▶ Short problem
Gather every line in the entries below that contains the word "crowd", and copy each one out in full.

▶ Dataset records
#####

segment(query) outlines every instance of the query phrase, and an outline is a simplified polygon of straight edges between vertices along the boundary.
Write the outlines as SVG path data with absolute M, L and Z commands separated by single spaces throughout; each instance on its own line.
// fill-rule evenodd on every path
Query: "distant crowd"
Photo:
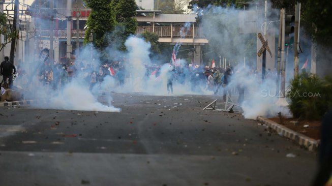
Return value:
M 37 81 L 40 86 L 45 86 L 49 91 L 62 88 L 67 83 L 74 80 L 83 82 L 87 87 L 92 90 L 94 87 L 100 86 L 106 76 L 112 76 L 120 86 L 123 86 L 130 77 L 128 70 L 130 67 L 125 67 L 126 59 L 113 61 L 106 61 L 102 65 L 92 63 L 84 64 L 77 61 L 66 64 L 54 63 L 40 63 L 35 74 L 28 75 L 26 71 L 19 65 L 17 68 L 9 62 L 9 58 L 6 57 L 5 61 L 1 66 L 1 75 L 4 80 L 3 86 L 11 88 L 13 86 L 13 79 L 15 79 L 15 85 L 21 88 L 26 88 L 32 82 Z M 224 69 L 220 67 L 212 68 L 209 66 L 187 65 L 179 66 L 172 66 L 169 64 L 170 69 L 167 73 L 167 91 L 169 94 L 173 92 L 173 83 L 190 84 L 191 90 L 199 92 L 202 90 L 209 90 L 215 94 L 220 91 L 226 100 L 227 94 L 231 95 L 234 91 L 233 86 L 231 90 L 228 85 L 231 83 L 231 77 L 236 73 L 237 70 L 232 67 Z M 146 65 L 146 71 L 144 76 L 146 80 L 152 76 L 158 78 L 161 74 L 162 66 L 156 64 Z M 127 67 L 127 68 L 126 68 Z M 261 74 L 257 71 L 249 71 L 248 76 L 255 76 L 257 79 L 261 77 Z M 276 76 L 275 70 L 268 69 L 266 73 L 266 78 L 274 78 Z M 135 77 L 133 77 L 135 78 Z M 243 100 L 245 87 L 237 85 L 236 91 L 240 97 L 239 102 Z M 243 93 L 243 94 L 242 94 Z

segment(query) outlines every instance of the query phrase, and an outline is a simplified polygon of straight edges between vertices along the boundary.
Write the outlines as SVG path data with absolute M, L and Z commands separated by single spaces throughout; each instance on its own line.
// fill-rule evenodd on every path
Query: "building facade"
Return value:
M 153 10 L 154 7 L 154 0 L 135 0 L 136 5 L 144 10 Z

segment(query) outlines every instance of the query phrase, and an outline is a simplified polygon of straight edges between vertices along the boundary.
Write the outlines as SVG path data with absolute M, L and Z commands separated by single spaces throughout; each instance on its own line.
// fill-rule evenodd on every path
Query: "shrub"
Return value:
M 291 82 L 287 97 L 295 118 L 320 119 L 332 106 L 332 78 L 303 73 Z

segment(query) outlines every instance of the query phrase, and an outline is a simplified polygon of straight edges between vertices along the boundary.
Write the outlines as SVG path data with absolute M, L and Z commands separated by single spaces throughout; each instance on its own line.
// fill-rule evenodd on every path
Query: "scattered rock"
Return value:
M 85 179 L 82 179 L 81 180 L 81 184 L 90 184 L 90 181 Z
M 295 154 L 294 154 L 293 153 L 289 153 L 287 154 L 287 155 L 286 155 L 286 157 L 287 158 L 295 158 L 295 157 L 296 157 L 296 155 L 295 155 Z

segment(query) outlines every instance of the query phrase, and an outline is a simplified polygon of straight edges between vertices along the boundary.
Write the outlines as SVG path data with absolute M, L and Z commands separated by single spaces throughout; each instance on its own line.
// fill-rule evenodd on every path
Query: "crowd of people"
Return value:
M 77 60 L 76 62 L 59 64 L 41 63 L 38 67 L 36 74 L 28 76 L 25 70 L 19 65 L 16 70 L 15 67 L 9 62 L 8 57 L 5 57 L 5 61 L 1 64 L 1 74 L 5 82 L 9 81 L 9 87 L 13 85 L 13 76 L 16 73 L 16 85 L 22 88 L 27 87 L 34 80 L 38 79 L 40 85 L 47 87 L 48 91 L 62 88 L 68 82 L 74 80 L 83 82 L 87 88 L 92 90 L 95 87 L 100 86 L 106 76 L 112 76 L 116 80 L 117 85 L 123 86 L 131 74 L 126 67 L 126 59 L 118 61 L 106 61 L 103 64 L 98 63 L 85 63 Z M 229 67 L 226 69 L 220 67 L 211 68 L 209 66 L 184 65 L 172 66 L 167 72 L 167 89 L 168 94 L 173 94 L 174 90 L 173 84 L 187 84 L 191 87 L 191 90 L 195 92 L 209 90 L 215 95 L 222 93 L 225 101 L 227 95 L 231 96 L 232 92 L 236 91 L 239 94 L 238 102 L 241 103 L 244 99 L 246 87 L 241 84 L 228 86 L 232 81 L 234 73 L 238 70 Z M 152 64 L 145 65 L 145 73 L 144 77 L 147 81 L 152 76 L 158 78 L 162 73 L 162 66 Z M 256 76 L 257 79 L 261 75 L 256 71 L 250 71 L 248 75 Z M 266 78 L 274 78 L 276 73 L 268 69 Z M 260 77 L 259 77 L 261 76 Z M 135 77 L 133 77 L 135 78 Z M 222 90 L 220 91 L 221 89 Z

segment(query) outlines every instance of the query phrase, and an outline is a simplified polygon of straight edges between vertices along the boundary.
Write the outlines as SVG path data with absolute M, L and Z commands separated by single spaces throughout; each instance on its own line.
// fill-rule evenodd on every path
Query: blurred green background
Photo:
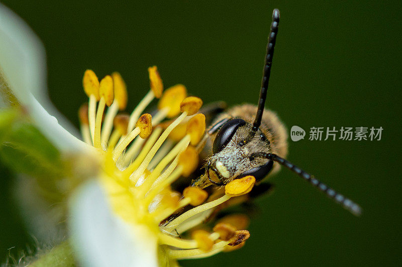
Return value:
M 288 128 L 382 127 L 380 141 L 289 141 L 288 158 L 359 203 L 355 217 L 282 170 L 258 201 L 241 249 L 183 266 L 400 265 L 402 2 L 80 1 L 2 2 L 47 53 L 49 91 L 78 126 L 81 79 L 119 71 L 129 108 L 156 65 L 166 86 L 182 83 L 205 103 L 256 103 L 272 10 L 281 22 L 267 105 Z M 31 245 L 2 168 L 0 261 Z

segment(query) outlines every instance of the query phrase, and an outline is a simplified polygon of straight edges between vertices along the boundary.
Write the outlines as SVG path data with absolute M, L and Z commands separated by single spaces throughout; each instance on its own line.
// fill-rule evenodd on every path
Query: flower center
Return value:
M 211 195 L 195 186 L 182 193 L 172 190 L 172 183 L 188 177 L 198 166 L 203 146 L 197 145 L 206 128 L 205 116 L 197 113 L 202 101 L 186 97 L 182 85 L 162 94 L 156 67 L 148 71 L 151 89 L 130 115 L 118 114 L 127 102 L 120 74 L 114 73 L 100 82 L 91 70 L 84 75 L 89 102 L 79 111 L 81 131 L 84 141 L 103 159 L 100 179 L 113 211 L 129 225 L 146 225 L 169 260 L 206 257 L 242 246 L 249 236 L 242 230 L 248 221 L 242 215 L 224 217 L 210 231 L 187 233 L 224 203 L 249 192 L 255 179 L 235 180 Z M 153 115 L 141 115 L 155 98 L 160 100 Z M 181 234 L 189 237 L 182 238 Z

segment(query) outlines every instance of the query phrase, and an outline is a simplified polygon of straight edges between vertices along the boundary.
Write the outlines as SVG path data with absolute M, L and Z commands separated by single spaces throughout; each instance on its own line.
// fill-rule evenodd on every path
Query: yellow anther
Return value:
M 225 252 L 230 252 L 230 251 L 233 251 L 233 250 L 237 250 L 237 249 L 241 248 L 242 247 L 244 246 L 245 244 L 246 244 L 246 242 L 243 242 L 242 243 L 240 243 L 238 245 L 235 246 L 227 245 L 224 248 L 223 251 Z
M 113 120 L 113 124 L 122 135 L 127 134 L 127 127 L 129 125 L 130 116 L 127 114 L 118 114 Z
M 118 72 L 112 73 L 112 78 L 113 78 L 115 99 L 119 103 L 119 109 L 123 110 L 127 106 L 127 87 L 126 83 Z
M 183 195 L 184 197 L 188 197 L 190 200 L 190 205 L 192 206 L 198 206 L 204 203 L 208 197 L 208 193 L 205 190 L 195 186 L 188 186 L 184 188 L 183 191 Z
M 181 175 L 188 177 L 198 167 L 199 156 L 194 147 L 189 146 L 179 157 L 179 164 L 183 166 Z
M 81 124 L 88 125 L 89 123 L 88 120 L 88 104 L 83 104 L 78 110 L 78 118 Z
M 88 97 L 93 95 L 96 101 L 99 101 L 99 80 L 91 70 L 86 70 L 84 73 L 82 86 Z
M 236 179 L 225 186 L 225 193 L 230 196 L 244 195 L 251 191 L 254 183 L 255 178 L 251 175 Z
M 99 85 L 99 97 L 103 97 L 105 102 L 108 107 L 113 103 L 114 99 L 113 93 L 113 79 L 110 75 L 106 75 L 100 80 Z
M 190 135 L 190 143 L 195 146 L 201 138 L 205 132 L 205 116 L 200 113 L 197 114 L 188 121 L 186 130 L 187 134 Z
M 230 239 L 229 245 L 235 246 L 243 243 L 250 237 L 250 232 L 247 230 L 239 230 L 235 232 L 235 235 Z
M 194 115 L 199 110 L 203 105 L 203 100 L 198 97 L 189 96 L 185 98 L 180 104 L 180 111 L 187 112 L 187 116 Z
M 221 222 L 214 227 L 214 231 L 219 234 L 220 238 L 225 241 L 228 241 L 235 236 L 236 228 L 228 223 Z
M 192 238 L 197 242 L 200 249 L 205 251 L 211 250 L 214 241 L 210 238 L 210 233 L 204 230 L 196 230 L 191 235 Z
M 180 104 L 187 96 L 187 90 L 182 84 L 172 86 L 165 90 L 158 103 L 158 108 L 169 108 L 167 118 L 173 118 L 180 113 Z
M 218 223 L 230 224 L 236 228 L 236 230 L 246 229 L 250 223 L 249 217 L 243 214 L 234 214 L 225 216 L 218 221 Z
M 140 128 L 140 137 L 145 139 L 149 136 L 152 130 L 152 116 L 151 114 L 143 114 L 135 124 L 136 127 Z
M 155 97 L 159 98 L 163 91 L 163 83 L 160 78 L 159 73 L 158 72 L 158 68 L 156 66 L 150 67 L 148 68 L 148 72 L 149 73 L 149 85 L 151 90 L 152 90 Z

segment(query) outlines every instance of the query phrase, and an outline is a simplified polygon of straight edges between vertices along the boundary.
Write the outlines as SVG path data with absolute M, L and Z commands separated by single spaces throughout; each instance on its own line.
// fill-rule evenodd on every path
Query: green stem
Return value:
M 68 241 L 64 241 L 42 255 L 28 267 L 67 267 L 75 266 L 72 249 Z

#####

▶ Result
Query: "distant crowd"
Query: "crowd of people"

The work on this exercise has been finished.